Task: Copy out the entries below, replacing each "Annotation instructions" with "Labeling guidelines" and leaving everything else unchanged.

* Start *

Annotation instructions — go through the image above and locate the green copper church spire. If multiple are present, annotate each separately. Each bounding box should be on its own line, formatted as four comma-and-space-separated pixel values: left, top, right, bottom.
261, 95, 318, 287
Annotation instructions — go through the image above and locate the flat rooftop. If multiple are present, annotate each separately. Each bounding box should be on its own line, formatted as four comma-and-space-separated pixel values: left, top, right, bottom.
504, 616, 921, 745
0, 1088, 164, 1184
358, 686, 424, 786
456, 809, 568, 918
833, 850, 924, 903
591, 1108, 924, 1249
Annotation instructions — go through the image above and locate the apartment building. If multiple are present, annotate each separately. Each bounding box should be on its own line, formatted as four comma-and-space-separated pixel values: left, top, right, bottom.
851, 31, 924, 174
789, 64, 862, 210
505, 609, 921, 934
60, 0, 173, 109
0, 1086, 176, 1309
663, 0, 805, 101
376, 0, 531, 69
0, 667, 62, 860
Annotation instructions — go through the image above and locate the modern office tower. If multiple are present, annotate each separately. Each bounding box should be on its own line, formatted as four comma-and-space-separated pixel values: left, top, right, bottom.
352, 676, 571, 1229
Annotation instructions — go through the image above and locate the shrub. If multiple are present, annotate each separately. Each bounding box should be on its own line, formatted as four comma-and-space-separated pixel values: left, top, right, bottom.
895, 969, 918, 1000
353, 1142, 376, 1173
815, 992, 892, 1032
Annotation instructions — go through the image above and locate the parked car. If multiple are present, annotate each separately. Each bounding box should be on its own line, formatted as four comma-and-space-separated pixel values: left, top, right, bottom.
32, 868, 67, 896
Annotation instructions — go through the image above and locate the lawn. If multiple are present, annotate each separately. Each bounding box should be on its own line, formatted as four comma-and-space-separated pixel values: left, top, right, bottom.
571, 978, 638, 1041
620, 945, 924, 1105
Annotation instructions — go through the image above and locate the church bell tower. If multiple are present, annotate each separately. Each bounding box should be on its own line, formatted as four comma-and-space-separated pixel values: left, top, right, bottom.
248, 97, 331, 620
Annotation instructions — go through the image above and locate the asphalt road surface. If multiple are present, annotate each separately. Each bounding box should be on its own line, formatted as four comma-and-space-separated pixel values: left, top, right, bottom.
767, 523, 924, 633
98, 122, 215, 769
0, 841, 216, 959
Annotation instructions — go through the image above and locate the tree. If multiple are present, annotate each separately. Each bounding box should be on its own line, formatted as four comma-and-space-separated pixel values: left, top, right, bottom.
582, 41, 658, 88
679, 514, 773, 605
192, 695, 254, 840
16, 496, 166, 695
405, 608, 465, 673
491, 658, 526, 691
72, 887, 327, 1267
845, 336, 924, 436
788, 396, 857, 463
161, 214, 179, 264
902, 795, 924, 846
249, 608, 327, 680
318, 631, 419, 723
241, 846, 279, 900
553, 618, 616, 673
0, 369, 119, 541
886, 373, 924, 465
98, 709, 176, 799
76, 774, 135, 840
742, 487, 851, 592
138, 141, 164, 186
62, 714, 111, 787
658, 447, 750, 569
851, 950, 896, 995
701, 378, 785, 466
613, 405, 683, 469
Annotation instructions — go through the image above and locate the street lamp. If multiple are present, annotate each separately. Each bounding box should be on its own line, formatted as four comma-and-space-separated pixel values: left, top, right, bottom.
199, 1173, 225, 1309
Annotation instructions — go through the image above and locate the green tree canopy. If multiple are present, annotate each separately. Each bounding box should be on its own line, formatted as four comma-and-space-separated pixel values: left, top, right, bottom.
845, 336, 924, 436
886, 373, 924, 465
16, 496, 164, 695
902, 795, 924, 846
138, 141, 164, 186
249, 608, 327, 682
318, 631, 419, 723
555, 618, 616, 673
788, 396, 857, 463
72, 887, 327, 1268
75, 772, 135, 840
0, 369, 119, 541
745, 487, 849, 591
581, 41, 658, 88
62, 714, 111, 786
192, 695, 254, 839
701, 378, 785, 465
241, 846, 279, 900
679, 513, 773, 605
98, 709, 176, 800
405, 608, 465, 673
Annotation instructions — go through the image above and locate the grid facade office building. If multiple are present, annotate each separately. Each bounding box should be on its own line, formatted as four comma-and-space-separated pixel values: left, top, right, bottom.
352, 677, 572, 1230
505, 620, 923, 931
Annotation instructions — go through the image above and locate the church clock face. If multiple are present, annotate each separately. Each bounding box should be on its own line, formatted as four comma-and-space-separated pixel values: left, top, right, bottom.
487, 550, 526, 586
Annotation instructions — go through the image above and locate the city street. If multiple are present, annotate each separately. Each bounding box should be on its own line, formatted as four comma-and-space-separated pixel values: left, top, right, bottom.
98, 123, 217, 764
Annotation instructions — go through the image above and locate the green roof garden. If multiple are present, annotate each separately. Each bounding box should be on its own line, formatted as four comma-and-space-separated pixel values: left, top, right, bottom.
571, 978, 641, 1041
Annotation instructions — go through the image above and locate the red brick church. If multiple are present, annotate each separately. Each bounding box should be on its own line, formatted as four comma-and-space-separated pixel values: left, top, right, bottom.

* End *

Solution to this problem:
Labeling guidelines — go through the image above and locate the green copper church spire. If multiple are present, annotate each separately. Each bounding box should be on its own line, formatted as four comma-and-space-separated pixel values: left, top, right, bottom.
261, 95, 318, 287
Labeling guidelines — go through the image above and locate the flat rooftop. If multiple are present, annotate each separately. Each bounding box should be on its own line, formatted as four comma-and-space-separated pixel values: left, top, right, bottom.
504, 616, 921, 745
0, 1088, 164, 1184
358, 686, 424, 786
456, 809, 568, 918
833, 850, 924, 903
591, 1108, 924, 1249
Labeling guidelines — go through the image above and locate the apartment building. If multiple are present, annotate each separately. Each bounding box should be on its own line, formatted as four comma-and-space-separated pixel values: left, top, right, bottom.
851, 31, 924, 174
789, 64, 862, 210
505, 609, 921, 934
60, 0, 173, 109
0, 1086, 176, 1309
663, 0, 805, 101
376, 0, 531, 69
0, 667, 62, 860
Labeling guidelines — go through the image above and locate the modern office tower. If multiple are present, annotate each separately. Each bounding box should be on its own line, formatted as four comma-and-space-separated pixel values: left, top, right, bottom.
352, 676, 571, 1229
Labeling guidelines — go through the image above and locate the shrub. If multiple are present, annotate each separately. Each bounding box should be on its own line, formatted as four comma-and-space-separated pixel values: left, top, right, bottom.
895, 969, 918, 1000
353, 1142, 376, 1173
815, 992, 892, 1032
Labeling guidelines — go through the image above and locate the parked car. If multiple are present, annotate each separately. Each bounding box should be on its own line, formatted as four comma-and-space-separated pixel values: left, top, right, bottom.
32, 868, 67, 896
Labeling guidelines — go through the image above and locate the lawn. If multiple are present, annotate each separately. Each bounding box should be on its own line, formatted as four comma-and-space-separated pixel values: left, top, right, bottom.
571, 978, 638, 1041
620, 945, 924, 1105
Labeling guidelines — go through the image above and locate the church bell tower. If multiple are present, annotate each separately. Each bounding box should be on its own line, formatted as four comma-and-space-separated pixel values: left, top, right, bottom.
248, 97, 331, 620
Labeling guidelines — go through the image above and locate the asphalt road surface. If multiple are present, annotate each separately. Each bounding box should be on its own line, formatted as four comma-and-space-separated pixel values: left, top, right, bottom.
767, 523, 924, 633
98, 122, 215, 769
0, 841, 216, 959
Labeling guidelines — go through the image above and locate the tree. If multiple are present, annotate each separately. Each bounding box should be on its own line, formatted as four comma-and-space-separated pixel values: left, top, right, bottom.
582, 41, 658, 88
679, 514, 773, 605
192, 695, 254, 840
16, 496, 166, 695
405, 608, 465, 673
491, 658, 526, 691
72, 887, 327, 1267
845, 336, 924, 436
788, 396, 857, 463
161, 214, 179, 264
902, 795, 924, 846
249, 608, 327, 680
318, 631, 419, 723
241, 846, 279, 900
553, 618, 616, 673
0, 369, 119, 541
886, 373, 924, 465
98, 709, 176, 799
76, 774, 135, 840
742, 487, 851, 592
138, 141, 164, 186
62, 714, 111, 787
658, 447, 750, 569
851, 950, 896, 995
701, 378, 785, 466
613, 405, 683, 469
Labeling guidelines — go through the image above and locate the street lamp. If multiple are present, annotate each separately. Each bounding box should be on its own line, formatted as four comma-and-space-separated pixel values: left, top, right, bottom.
199, 1173, 225, 1309
Labeling guidelines — go through the image above and locate the green tree canopy. If multiple are present, annotate each separately. Each bounding box should be on its own line, formatted as four comma-and-space-separated pixel values: left, top, right, bottom.
845, 336, 924, 436
886, 373, 924, 465
16, 496, 164, 695
902, 795, 924, 846
138, 141, 164, 186
249, 608, 327, 682
318, 631, 419, 723
555, 618, 616, 673
788, 396, 857, 463
72, 887, 327, 1268
75, 772, 135, 840
0, 369, 119, 541
745, 487, 849, 591
581, 41, 658, 88
62, 714, 111, 786
192, 695, 254, 839
701, 378, 785, 465
241, 846, 279, 900
679, 513, 773, 605
98, 709, 176, 800
405, 608, 465, 673
Labeling guidelines — go through the image above and locate the grid facade office building. If multiple are present, annotate each separately. Each bounding box should be on its own line, formatted as four comma-and-space-separated pixel values: left, top, right, bottom.
352, 677, 572, 1230
505, 620, 923, 931
Labeling guidelines — go through the image above and locate the church clock face. If multiple are present, annotate each separately. Each bounding box should be on its own line, formatted as four comma-and-space-separated pixel values: left, top, right, bottom.
487, 550, 526, 586
Labeling guidelines — go through the image above and locate the city street. If multiple are present, annotate each separately. Each bounding box should be on its own line, formatted as four comma-and-space-separated pixel values: left, top, right, bottom.
98, 123, 217, 764
Labeling guidelines — go through the image above and locate the green roof garden. If multiple are present, annotate each separately. Each bounding box should be on its own line, formatted as four comma-and-space-separated pixel values: left, top, right, bottom.
571, 978, 641, 1041
Labeling guidelines — go through the image above and locate the red brick church. If multiple are present, annotate each separately. Each bounding box should be on its own line, formatted as four comma-and-space-separated pixel values: left, top, right, bottom.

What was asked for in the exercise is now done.